Meeting resistance: the hard road of opposition in exile

Meeting resistance: the hard road of opposition in exile

Jakrapob Penkair and other critics face a tough struggle as they are high on the list of the military regime's most wanted

After waiting for 90 minutes at the hotel for the man who many in the Thai establishment consider the “most dangerous mind” in politics, a white Toyota Fortuner rumbles to the entrance.

Gestures of defiance: An anti-coup protester makes a variation of the three-finger salute while wearing a T-shirt reading ‘I am red’.

Following a series of email exchanges and assurances I am travelling alone and will not disclose his location, I am about to meet fugitive red-shirt leader Jakrapob Penkair, the ideologue who wants to break what he believes is the yoke of the Thai ruling elite.

“Sorry for being late,” he says with a reassuring smile as I jump into the back seat to travel to a restaurant where for two hours we discussed his plans to set up a resistance movement against the May 22 coup.

Accused of violating the lese majeste laws, Mr Jakrapob was forced to resign as a minister in May 2008 and fled to another country in 2009, where he has lived on and off for the past five years. Although he says he doesn’t want his whereabouts known, it’s common knowledge where he is.

In recent days, Mr Jakrapob has been playing a game of political “ducks and drakes”. He has been actively giving interviews to the international media on establishing a resistance movement in a foreign country, but in the same breath says there is no red-shirt gathering in neighbouring countries such as Cambodia. He has also insisted that the resistance movement has nothing to do with fugitive former prime minister Thaksin Shinawatra, whose political and financial machinery is being systematically dismantled by the military rulers to blockade any comeback.

“We ask our people not to come to neighbouring countries, no matter how struggling and desperate they are,” he says of the red-shirt masses. “Neighbouring countries have been generous all along and we can’t put them against this ruthless military regime in Thailand now.”

Pausing to feed a grey cat with spaghetti sauce from his plate, Mr Jakrapob has good reason to talk down any Thai resistance movement flowering in Cambodia as Phnom Penh comes under increasing pressure via Thai diplomatic channels.

Cambodian prime minister Hun Sen has a strong relationship with Thaksin, but Cambodia’s Foreign Affairs Ministry was last week quick to deny that Mr Jakrapob was in the country at the moment. Mr Jakrapob says there is no regrouping of red shirts in Cambodia.

He concedes the resistance movement currently consists of only a small group of people, including cabinet members from the Yingluck Shinawatra administration as well as Pheu Thai party leader Charupong Ruangsuwan.

living on the lam: Former government minister and lese majeste suspect Jakrapob Penkair. Photos: Nanchanok Wongsamuth

He also denies rumours that he is married to the daughter of a Cambodian millionaire, which would have explained how he could have resided in the country for such a long time.

“I’m not the marrying type,” he told Spectrum.

During our interview, I find Mr Jakrapob urbane, well-mannered and easy-going. He has been summonsed by the junta leaders to report along with other red shirt leaders, but there’s no chance of that happening any day soon.

“Sorry I can’t send you off in person because I’m afraid I might be seen,” he said after our interview concludes, declining to get out of the car when dropping me off.

Required action 1: For the article on Jakrapob Penkair, mark each statement yes or no and quote the deciding words from the article: (a) Jakrapob fled to another country in 2009. (b) The interview at the restaurant lasted ninety minutes. (c) Jakrapob says he is married to the daughter of a Cambodian millionaire.
The records are unrelated to the text.

Data for analysis:
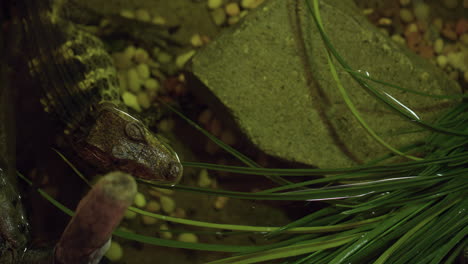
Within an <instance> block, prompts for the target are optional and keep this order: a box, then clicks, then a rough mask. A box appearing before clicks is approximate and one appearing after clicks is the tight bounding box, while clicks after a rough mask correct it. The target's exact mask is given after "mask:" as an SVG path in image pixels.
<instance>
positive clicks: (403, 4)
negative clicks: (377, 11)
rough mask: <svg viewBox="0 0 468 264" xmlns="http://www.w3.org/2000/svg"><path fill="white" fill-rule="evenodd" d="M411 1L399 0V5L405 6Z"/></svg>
mask: <svg viewBox="0 0 468 264" xmlns="http://www.w3.org/2000/svg"><path fill="white" fill-rule="evenodd" d="M410 3H411V0H400V5H401V6H407V5H409V4H410Z"/></svg>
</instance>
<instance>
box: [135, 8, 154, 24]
mask: <svg viewBox="0 0 468 264" xmlns="http://www.w3.org/2000/svg"><path fill="white" fill-rule="evenodd" d="M135 17H136V19H138V20H141V21H145V22H149V21H150V20H151V16H150V14H149V12H148V10H146V9H138V10H137V11H135Z"/></svg>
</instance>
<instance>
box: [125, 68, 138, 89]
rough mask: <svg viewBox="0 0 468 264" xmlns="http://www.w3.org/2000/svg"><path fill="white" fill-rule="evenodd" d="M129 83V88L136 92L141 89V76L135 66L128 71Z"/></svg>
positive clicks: (129, 69)
mask: <svg viewBox="0 0 468 264" xmlns="http://www.w3.org/2000/svg"><path fill="white" fill-rule="evenodd" d="M127 84H128V89H129V90H130V91H132V92H134V93H137V92H139V91H140V89H141V83H140V78H139V77H138V72H137V70H136V69H135V68H131V69H129V70H128V71H127Z"/></svg>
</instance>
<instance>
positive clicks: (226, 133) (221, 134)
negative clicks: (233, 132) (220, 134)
mask: <svg viewBox="0 0 468 264" xmlns="http://www.w3.org/2000/svg"><path fill="white" fill-rule="evenodd" d="M219 139H221V140H222V141H223V142H224V143H226V144H227V145H229V146H233V145H234V144H236V136H235V135H234V133H233V132H232V131H231V130H229V129H225V130H223V132H221V135H220V136H219Z"/></svg>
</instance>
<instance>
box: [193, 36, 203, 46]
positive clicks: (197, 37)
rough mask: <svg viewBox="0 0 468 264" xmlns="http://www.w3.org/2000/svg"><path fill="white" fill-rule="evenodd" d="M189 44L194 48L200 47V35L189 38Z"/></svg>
mask: <svg viewBox="0 0 468 264" xmlns="http://www.w3.org/2000/svg"><path fill="white" fill-rule="evenodd" d="M190 43H191V44H192V46H194V47H201V46H202V45H203V40H202V39H201V36H200V34H194V35H192V37H191V38H190Z"/></svg>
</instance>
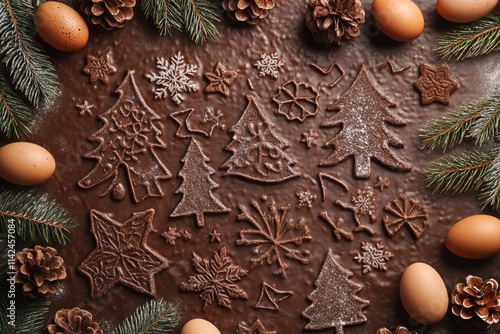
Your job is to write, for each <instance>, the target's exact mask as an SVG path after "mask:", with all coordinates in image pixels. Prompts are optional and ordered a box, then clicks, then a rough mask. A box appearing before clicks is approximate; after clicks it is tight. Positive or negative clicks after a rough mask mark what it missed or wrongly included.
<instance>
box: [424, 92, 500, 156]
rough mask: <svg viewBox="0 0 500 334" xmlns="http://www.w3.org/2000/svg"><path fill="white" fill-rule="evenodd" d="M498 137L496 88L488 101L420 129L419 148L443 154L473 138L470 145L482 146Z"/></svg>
mask: <svg viewBox="0 0 500 334" xmlns="http://www.w3.org/2000/svg"><path fill="white" fill-rule="evenodd" d="M499 134H500V89H497V90H495V91H494V92H493V93H492V94H491V95H490V96H489V97H488V98H486V99H484V100H481V101H478V102H475V103H468V104H465V105H463V106H461V107H459V108H458V109H457V110H455V111H453V112H452V113H450V114H449V115H448V116H445V117H440V118H435V119H433V120H432V121H431V122H429V124H428V125H427V127H426V128H425V129H422V130H420V135H421V137H422V138H423V144H422V148H427V149H431V150H433V149H436V148H438V147H440V148H441V149H442V150H443V151H446V150H447V149H449V148H452V147H453V146H455V145H457V144H460V143H462V142H463V141H464V140H465V139H466V138H473V139H474V143H475V144H476V145H478V146H483V145H484V144H485V143H486V142H487V141H489V140H492V139H493V138H494V137H495V136H497V135H499Z"/></svg>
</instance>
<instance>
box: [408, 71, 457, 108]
mask: <svg viewBox="0 0 500 334" xmlns="http://www.w3.org/2000/svg"><path fill="white" fill-rule="evenodd" d="M415 87H416V88H417V89H418V91H419V92H420V94H421V102H422V104H423V105H427V104H431V103H433V102H439V103H442V104H444V105H448V104H450V96H451V94H452V93H453V92H454V91H455V90H456V89H457V88H458V83H457V82H456V81H455V80H453V79H452V78H451V77H450V67H449V66H448V65H447V64H442V65H440V66H437V67H434V66H432V65H428V64H420V78H418V79H417V81H415Z"/></svg>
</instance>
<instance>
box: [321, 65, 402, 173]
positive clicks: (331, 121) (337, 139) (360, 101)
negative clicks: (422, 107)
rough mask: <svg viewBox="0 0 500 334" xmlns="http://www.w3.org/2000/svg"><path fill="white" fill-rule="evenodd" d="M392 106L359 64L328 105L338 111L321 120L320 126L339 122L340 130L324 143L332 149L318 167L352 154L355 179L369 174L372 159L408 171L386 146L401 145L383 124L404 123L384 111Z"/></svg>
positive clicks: (392, 115)
mask: <svg viewBox="0 0 500 334" xmlns="http://www.w3.org/2000/svg"><path fill="white" fill-rule="evenodd" d="M395 106H396V104H395V103H394V102H392V101H391V100H389V99H388V98H387V97H386V96H384V95H382V94H381V93H380V92H379V91H378V90H377V89H376V88H375V87H374V85H373V83H372V81H371V79H370V77H369V74H368V71H367V70H366V67H365V66H364V65H363V66H362V67H361V70H360V72H359V74H358V77H357V78H356V80H355V81H354V83H353V84H352V86H351V87H350V88H349V89H348V90H347V92H345V93H344V94H343V95H342V96H341V97H340V98H339V99H338V100H337V101H336V102H335V103H333V104H332V105H330V106H329V107H328V110H329V111H334V110H338V112H337V114H336V115H335V116H333V117H331V118H330V119H328V120H326V121H325V122H323V123H321V126H323V127H333V126H340V125H342V129H341V131H340V132H339V133H338V134H337V135H336V136H335V137H334V138H333V139H331V140H330V141H328V142H327V143H326V144H325V147H334V148H335V150H334V152H333V153H332V154H331V155H330V156H329V157H327V158H326V159H325V160H323V161H322V162H320V166H333V165H336V164H338V163H340V162H342V161H344V160H346V159H347V158H348V157H350V156H354V176H356V177H358V178H369V177H370V173H371V161H370V160H371V159H372V158H375V159H377V160H378V161H379V162H381V163H382V164H384V165H385V166H387V167H390V168H392V169H397V170H402V171H408V170H410V169H411V166H410V165H409V164H407V163H405V162H404V161H402V160H401V159H400V158H398V157H397V156H396V155H395V154H394V153H393V152H392V151H391V150H390V149H389V147H390V146H393V147H404V145H403V142H402V141H401V140H399V139H398V138H396V136H394V135H393V134H391V133H389V132H388V131H387V128H386V125H385V124H386V123H387V124H391V125H399V126H403V125H406V121H405V120H403V119H401V118H399V117H398V116H396V115H395V114H393V113H392V112H390V111H389V110H388V108H389V107H395Z"/></svg>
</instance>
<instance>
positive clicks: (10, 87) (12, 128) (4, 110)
mask: <svg viewBox="0 0 500 334" xmlns="http://www.w3.org/2000/svg"><path fill="white" fill-rule="evenodd" d="M32 123H33V119H32V117H31V111H30V106H29V105H28V103H27V102H26V101H25V100H24V98H23V97H22V96H19V93H18V92H17V91H16V90H15V89H14V87H12V86H11V84H10V82H9V79H8V77H7V73H6V71H5V69H4V67H3V65H2V64H0V132H1V133H3V134H4V135H5V136H6V137H7V138H12V137H20V136H21V135H23V134H26V133H28V132H29V131H30V130H29V127H30V125H31V124H32Z"/></svg>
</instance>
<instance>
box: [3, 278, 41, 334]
mask: <svg viewBox="0 0 500 334" xmlns="http://www.w3.org/2000/svg"><path fill="white" fill-rule="evenodd" d="M6 283H7V282H5V283H4V282H2V289H1V291H2V294H1V296H0V307H1V310H0V328H2V334H34V333H41V332H42V329H43V327H44V325H45V317H46V315H47V313H48V311H49V305H50V301H48V300H44V299H34V300H32V299H31V298H30V299H28V298H26V297H19V298H16V304H15V307H16V319H15V321H14V326H11V324H9V321H10V319H9V318H7V314H8V313H7V312H8V310H7V307H8V306H9V299H8V298H7V293H6V291H7V287H6V286H5V284H6Z"/></svg>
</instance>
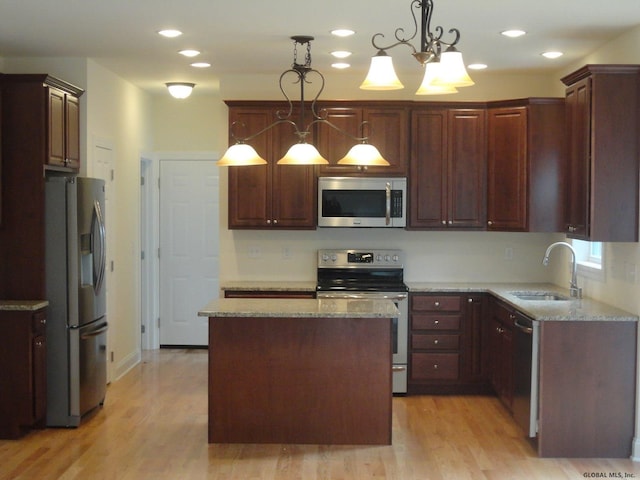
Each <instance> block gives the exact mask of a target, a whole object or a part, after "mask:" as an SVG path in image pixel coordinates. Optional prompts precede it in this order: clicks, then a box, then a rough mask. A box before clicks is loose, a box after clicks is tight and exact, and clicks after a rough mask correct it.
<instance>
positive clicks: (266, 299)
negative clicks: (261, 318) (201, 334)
mask: <svg viewBox="0 0 640 480" xmlns="http://www.w3.org/2000/svg"><path fill="white" fill-rule="evenodd" d="M399 314H400V312H399V311H398V309H397V308H396V306H395V304H394V303H393V302H392V301H391V300H351V299H317V300H316V299H286V300H284V299H275V298H220V299H215V300H212V301H211V302H209V303H208V304H207V305H206V306H204V307H203V308H202V309H201V310H200V311H199V312H198V315H199V316H201V317H286V318H330V317H331V318H394V317H397V316H398V315H399Z"/></svg>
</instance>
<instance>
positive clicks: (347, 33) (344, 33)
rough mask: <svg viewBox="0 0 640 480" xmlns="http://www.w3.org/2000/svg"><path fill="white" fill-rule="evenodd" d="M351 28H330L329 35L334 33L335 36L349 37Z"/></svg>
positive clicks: (355, 32)
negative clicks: (348, 28) (349, 29)
mask: <svg viewBox="0 0 640 480" xmlns="http://www.w3.org/2000/svg"><path fill="white" fill-rule="evenodd" d="M354 33H356V32H354V31H353V30H349V29H348V28H337V29H335V30H331V35H335V36H336V37H349V36H351V35H353V34H354Z"/></svg>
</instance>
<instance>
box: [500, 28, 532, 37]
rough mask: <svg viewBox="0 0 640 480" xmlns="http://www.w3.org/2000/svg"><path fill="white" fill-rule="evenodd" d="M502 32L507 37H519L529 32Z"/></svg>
mask: <svg viewBox="0 0 640 480" xmlns="http://www.w3.org/2000/svg"><path fill="white" fill-rule="evenodd" d="M500 33H501V34H502V35H504V36H505V37H510V38H518V37H521V36H522V35H525V34H526V33H527V32H525V31H524V30H505V31H504V32H500Z"/></svg>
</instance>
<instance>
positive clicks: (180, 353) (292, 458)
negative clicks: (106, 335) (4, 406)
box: [0, 350, 640, 480]
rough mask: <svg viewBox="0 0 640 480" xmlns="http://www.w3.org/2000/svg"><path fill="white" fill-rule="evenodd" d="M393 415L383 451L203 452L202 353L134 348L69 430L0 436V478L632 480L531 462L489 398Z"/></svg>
mask: <svg viewBox="0 0 640 480" xmlns="http://www.w3.org/2000/svg"><path fill="white" fill-rule="evenodd" d="M0 394H1V393H0ZM393 410H394V414H393V445H392V446H374V447H371V446H367V447H359V446H322V445H321V446H318V445H208V444H207V352H206V351H204V350H193V351H185V350H160V351H155V352H145V354H144V357H143V362H142V363H141V364H140V365H138V366H137V367H135V368H134V369H133V370H132V371H131V372H129V373H128V374H127V375H126V376H125V377H124V378H122V379H121V380H118V381H117V382H114V383H113V384H112V385H110V386H109V389H108V392H107V401H106V403H105V406H104V408H103V409H100V410H99V411H97V412H96V413H95V414H93V415H92V416H91V418H89V419H88V420H87V421H86V422H85V423H84V424H82V425H81V426H80V427H79V428H78V429H46V430H42V431H36V432H33V433H30V434H29V435H27V436H26V437H24V438H22V439H20V440H17V441H7V440H0V479H2V480H4V479H39V480H41V479H65V480H70V479H83V480H84V479H117V480H134V479H135V480H141V479H154V480H163V479H171V480H177V479H237V480H250V479H274V480H288V479H302V480H314V479H335V480H339V479H344V480H352V479H356V480H360V479H362V480H365V479H375V478H378V479H398V480H413V479H420V480H424V479H429V480H431V479H434V480H437V479H455V480H458V479H544V480H549V479H581V478H585V477H586V476H587V475H590V477H587V478H603V477H604V478H609V477H610V474H619V475H620V477H621V478H625V476H626V478H632V477H635V478H640V463H633V462H631V461H630V460H626V459H616V460H606V459H601V460H586V459H584V460H581V459H539V458H537V457H536V455H535V452H534V450H533V448H532V447H531V446H530V445H529V444H528V443H527V441H525V440H524V438H523V437H522V434H521V432H520V431H519V430H518V427H517V426H516V425H515V424H514V423H513V422H512V421H511V419H510V417H509V416H508V415H507V414H506V412H505V410H504V409H503V408H502V406H501V405H500V403H499V401H498V400H497V399H495V398H492V397H479V396H468V397H463V396H452V397H448V396H447V397H433V396H421V397H406V398H401V397H396V398H394V400H393Z"/></svg>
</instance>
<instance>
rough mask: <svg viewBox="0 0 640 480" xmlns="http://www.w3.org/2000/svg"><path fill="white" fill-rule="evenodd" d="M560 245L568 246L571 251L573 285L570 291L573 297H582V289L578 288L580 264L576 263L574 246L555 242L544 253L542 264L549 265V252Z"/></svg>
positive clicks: (572, 296) (571, 264) (570, 286)
mask: <svg viewBox="0 0 640 480" xmlns="http://www.w3.org/2000/svg"><path fill="white" fill-rule="evenodd" d="M559 245H562V246H564V247H567V248H568V249H569V250H570V251H571V285H570V288H569V292H570V294H571V296H572V297H575V298H582V289H581V288H578V280H577V271H578V266H577V264H576V251H575V250H574V249H573V246H572V245H571V244H570V243H567V242H555V243H552V244H551V245H549V247H548V248H547V251H546V252H545V254H544V258H543V259H542V264H543V265H544V266H545V267H546V266H548V265H549V254H550V253H551V250H553V249H554V248H555V247H557V246H559Z"/></svg>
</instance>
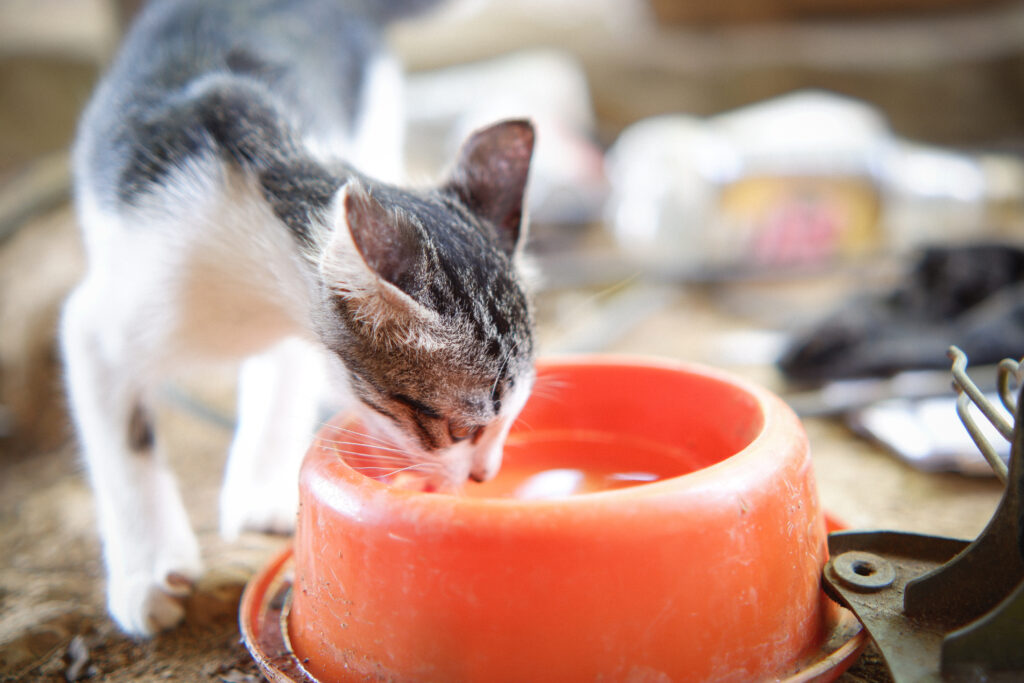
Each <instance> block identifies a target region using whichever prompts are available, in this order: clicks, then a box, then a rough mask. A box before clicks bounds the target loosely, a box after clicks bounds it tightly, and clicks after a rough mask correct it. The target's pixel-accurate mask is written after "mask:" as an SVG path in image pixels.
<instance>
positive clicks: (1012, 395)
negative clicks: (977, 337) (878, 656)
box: [823, 346, 1024, 683]
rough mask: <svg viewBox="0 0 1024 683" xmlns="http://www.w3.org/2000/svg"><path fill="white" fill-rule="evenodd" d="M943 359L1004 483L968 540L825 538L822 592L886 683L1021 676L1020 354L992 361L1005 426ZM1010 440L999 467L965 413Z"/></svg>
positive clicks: (993, 457)
mask: <svg viewBox="0 0 1024 683" xmlns="http://www.w3.org/2000/svg"><path fill="white" fill-rule="evenodd" d="M949 355H950V358H952V360H953V365H952V375H953V384H954V388H955V390H956V393H957V409H956V412H957V414H958V415H959V417H961V420H962V421H963V422H964V424H965V426H966V427H967V429H968V431H969V432H970V434H971V437H972V438H973V439H974V441H975V443H976V444H977V445H978V449H979V450H980V451H981V453H982V455H984V456H985V458H986V460H987V461H988V462H989V463H990V464H991V466H992V468H993V470H994V471H995V473H996V475H998V476H999V478H1000V479H1001V480H1002V481H1004V482H1005V483H1006V484H1007V489H1006V492H1005V494H1004V496H1002V500H1001V501H1000V502H999V505H998V507H997V508H996V510H995V512H994V513H993V515H992V518H991V519H990V520H989V522H988V525H987V526H986V527H985V529H984V530H983V531H982V532H981V535H980V536H979V537H978V538H977V539H976V540H975V541H974V542H972V543H969V542H967V541H958V540H955V539H944V538H941V537H932V536H924V535H916V533H903V532H899V531H868V532H865V531H839V532H836V533H833V535H830V536H829V538H828V550H829V553H830V556H831V559H830V560H829V561H828V563H827V564H826V565H825V568H824V572H823V580H824V587H825V591H826V592H827V593H828V595H829V596H830V597H833V599H835V600H837V601H838V602H840V603H841V604H843V605H845V606H847V607H848V608H850V609H851V610H852V611H853V612H854V613H855V614H856V615H857V618H859V620H860V621H861V623H862V624H863V625H864V628H865V629H866V630H867V632H868V633H869V634H870V636H871V638H873V639H874V642H876V644H877V645H878V647H879V649H880V650H881V652H882V655H883V656H884V657H885V659H886V664H887V666H888V667H889V671H890V673H891V675H892V678H893V680H894V681H896V683H904V682H906V683H910V682H913V683H922V682H931V681H935V682H937V681H1008V682H1009V681H1022V680H1024V419H1022V416H1021V413H1022V412H1024V398H1022V397H1024V390H1020V394H1019V396H1018V397H1017V398H1016V399H1015V397H1014V396H1013V392H1012V390H1011V388H1010V385H1011V381H1012V380H1015V381H1016V383H1017V385H1018V386H1020V385H1021V377H1022V362H1024V361H1021V362H1018V361H1015V360H1004V361H1002V362H1001V364H999V376H998V389H999V398H1000V400H1001V401H1002V403H1004V405H1006V408H1007V410H1008V411H1010V412H1011V414H1012V415H1014V424H1013V425H1011V424H1009V422H1008V421H1007V420H1006V419H1005V417H1004V416H1002V415H1001V414H1000V413H999V412H998V411H997V410H996V409H995V408H994V407H993V405H991V403H989V402H988V400H987V399H985V397H984V395H983V394H982V392H981V391H980V390H979V389H978V387H977V386H976V385H975V384H974V382H972V381H971V379H970V378H969V377H968V376H967V356H966V355H965V354H964V353H963V351H961V350H959V349H958V348H956V347H955V346H954V347H951V348H950V349H949ZM971 402H974V403H975V404H976V405H977V407H978V408H979V409H980V410H981V413H982V415H984V416H985V417H986V419H988V420H989V422H991V423H992V425H993V426H994V427H995V428H996V429H997V430H999V433H1000V434H1002V435H1004V436H1005V437H1006V438H1007V439H1008V440H1010V441H1011V444H1012V446H1011V455H1010V465H1009V467H1007V465H1006V464H1005V463H1002V461H1001V459H1000V458H999V457H998V455H996V453H995V451H994V450H993V449H992V447H991V445H990V444H989V443H988V442H987V441H986V440H985V438H984V437H983V436H982V435H981V432H980V430H979V429H978V427H977V424H976V423H975V422H974V420H973V418H972V417H971V415H970V413H969V412H968V411H969V408H970V403H971Z"/></svg>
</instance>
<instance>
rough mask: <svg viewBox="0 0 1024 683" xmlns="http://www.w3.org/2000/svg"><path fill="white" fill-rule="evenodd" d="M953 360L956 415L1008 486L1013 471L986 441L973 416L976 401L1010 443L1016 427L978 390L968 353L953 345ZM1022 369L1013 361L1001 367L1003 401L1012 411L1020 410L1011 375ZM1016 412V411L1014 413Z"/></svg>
mask: <svg viewBox="0 0 1024 683" xmlns="http://www.w3.org/2000/svg"><path fill="white" fill-rule="evenodd" d="M947 354H948V355H949V357H950V358H951V359H952V361H953V367H952V375H953V388H954V389H955V390H956V415H957V416H959V419H961V422H963V423H964V426H965V427H966V428H967V431H968V433H969V434H970V435H971V439H972V440H973V441H974V443H975V445H977V446H978V450H979V451H981V455H982V456H984V457H985V460H986V461H988V464H989V466H991V468H992V471H993V472H995V476H997V477H998V478H999V481H1001V482H1002V483H1004V484H1006V483H1007V482H1008V481H1009V479H1010V472H1009V469H1008V468H1007V464H1006V463H1005V462H1002V459H1001V458H1000V457H999V455H998V454H997V453H996V452H995V449H993V447H992V445H991V444H990V443H989V442H988V441H987V440H985V437H984V435H983V434H982V433H981V429H979V428H978V424H977V423H976V422H975V421H974V418H973V417H972V416H971V412H970V409H971V403H972V402H973V403H974V404H975V405H977V407H978V410H980V411H981V412H982V414H983V415H984V416H985V418H986V419H987V420H988V421H989V422H990V423H991V424H992V426H993V427H995V428H996V429H997V430H998V431H999V433H1000V434H1001V435H1002V436H1004V438H1006V439H1007V440H1008V441H1010V440H1013V437H1014V426H1013V425H1012V424H1010V422H1009V421H1008V420H1007V419H1006V418H1005V417H1004V416H1002V415H1000V414H999V412H998V411H997V410H996V408H995V407H994V405H992V404H991V403H990V402H989V401H988V399H987V398H985V394H983V393H982V391H981V389H979V388H978V385H976V384H975V383H974V382H973V381H972V380H971V378H970V377H968V374H967V354H965V353H964V351H962V350H961V349H959V348H957V347H956V346H950V347H949V351H948V352H947ZM1019 370H1020V364H1017V362H1014V361H1013V360H1009V361H1008V360H1004V361H1002V362H1000V364H999V374H998V385H999V398H1000V400H1001V401H1002V403H1004V405H1006V407H1007V409H1008V410H1011V405H1013V407H1015V408H1016V401H1015V400H1014V399H1013V397H1012V395H1011V393H1010V375H1014V376H1015V377H1016V376H1017V373H1018V372H1019ZM1011 412H1012V413H1014V412H1016V411H1015V410H1011Z"/></svg>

Required action 2: Switch "clicks" to "taps" in the records, starting at the beginning of the records and stopping after the line that contains "negative clicks: (377, 11)", and change nothing else. Give only those lines, without the pictures.

Answer area 1:
(a) Yes: "fled to another country in 2009"
(b) No: "for two hours we discussed his plans"
(c) No: "He also denies rumours that he is married to the daughter of a Cambodian millionaire"

Answer area 2:
Within an <instance> block, prompts for the target are optional and keep this order: a box, then taps, then a rough mask. A box appearing before taps is approximate and one appearing after taps is the tight bounding box, while taps after a rough mask correct it. The target's exact mask is given after "mask:" as an SVG path in image pixels.
<instance>
positive taps: (403, 4)
negative taps: (377, 11)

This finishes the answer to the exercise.